> **Problem to solve**
For this exercise, repeat all of the material verbatim apart from its images.

________

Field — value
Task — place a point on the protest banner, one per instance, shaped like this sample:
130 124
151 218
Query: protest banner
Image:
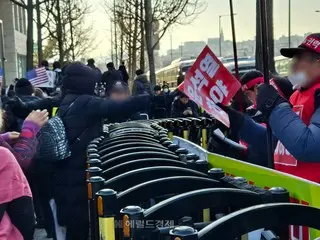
208 82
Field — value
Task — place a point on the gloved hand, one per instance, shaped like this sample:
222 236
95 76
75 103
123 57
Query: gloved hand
15 102
236 118
267 99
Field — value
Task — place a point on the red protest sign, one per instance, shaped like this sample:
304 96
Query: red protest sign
208 82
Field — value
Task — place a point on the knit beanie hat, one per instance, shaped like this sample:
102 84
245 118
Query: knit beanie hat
79 79
251 79
285 87
23 87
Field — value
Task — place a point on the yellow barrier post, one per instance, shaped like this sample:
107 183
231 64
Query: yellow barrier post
107 205
281 195
132 222
170 128
184 233
94 184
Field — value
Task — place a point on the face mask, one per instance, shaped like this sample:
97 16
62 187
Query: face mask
298 79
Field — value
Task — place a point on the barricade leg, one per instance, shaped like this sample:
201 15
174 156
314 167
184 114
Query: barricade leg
106 205
281 195
132 223
185 134
184 233
93 163
94 185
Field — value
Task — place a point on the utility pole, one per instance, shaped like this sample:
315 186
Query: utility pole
39 33
115 33
171 50
289 23
2 57
30 35
111 29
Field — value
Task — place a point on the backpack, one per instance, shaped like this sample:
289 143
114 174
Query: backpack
53 142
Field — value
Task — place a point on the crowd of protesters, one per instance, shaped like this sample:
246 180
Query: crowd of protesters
55 192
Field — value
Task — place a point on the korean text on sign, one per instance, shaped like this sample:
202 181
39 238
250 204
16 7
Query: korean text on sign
208 82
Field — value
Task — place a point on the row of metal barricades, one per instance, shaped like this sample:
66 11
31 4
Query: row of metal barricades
143 186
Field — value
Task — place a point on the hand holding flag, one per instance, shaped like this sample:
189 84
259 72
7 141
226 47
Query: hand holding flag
38 76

________

> **Solved exercise**
Field — value
Task — place a point on the protest banner, one per instance, shaped like this sample:
130 124
151 218
Query: protest banner
Image:
208 82
Field — value
Task — place a point on the gloved hand, one per instance, shaped like this sample:
222 236
95 76
75 103
123 57
Query: gloved hand
15 102
236 118
267 99
Field — value
Task — place a point on the red protest sign, one per instance, shaped like this sample:
304 96
Query: red protest sign
208 82
Field — value
Task — place a point on the knit beanie hat, one per instance, shaped like this sample:
102 84
245 118
Query: knit beanie hat
79 79
251 79
285 87
23 87
Field — value
Task — place a point on the yellow barrier post, one per instance, shaped like this sample:
107 183
231 64
Query: yellow barrier post
107 205
281 195
132 222
170 128
184 233
94 184
Field — value
Task — place a point on the face mask, one per instance, shaped like this sample:
97 16
62 187
Query: face mask
298 79
Field — value
Task — place a point on the barricade leg, one per instance, shaped like this sample:
201 15
174 156
314 167
184 114
Query: barricade leg
106 205
281 195
132 223
185 134
184 233
93 163
94 185
Field — value
Task — place a point on the utility pole, one per instance, shaped like this sample:
315 186
Query: utility pole
39 33
115 33
171 50
289 23
2 57
30 35
111 29
Field — value
Task — place a point on the backpack, one per instance, shaped like this sample:
289 143
114 174
Query: backpack
53 142
Field — value
Task — place a point on the crowd of protesters, one per instance, shaped like this sample:
246 180
Query: crowd of protesters
55 192
Field — value
Task — place a point on the korean text on sign, one per instance, shaped like this sample:
202 181
39 238
250 204
16 7
Query: korean text on sign
208 82
Field — value
Task — place a point on the row of metal barricades, one per instance, shaped like this sample:
66 11
31 4
Query: row of metal barricades
143 186
Field — value
Task — place a point on the hand holding flag, one per instance, shaped like this sample:
189 84
259 72
7 141
226 47
Query: hand holding flag
38 76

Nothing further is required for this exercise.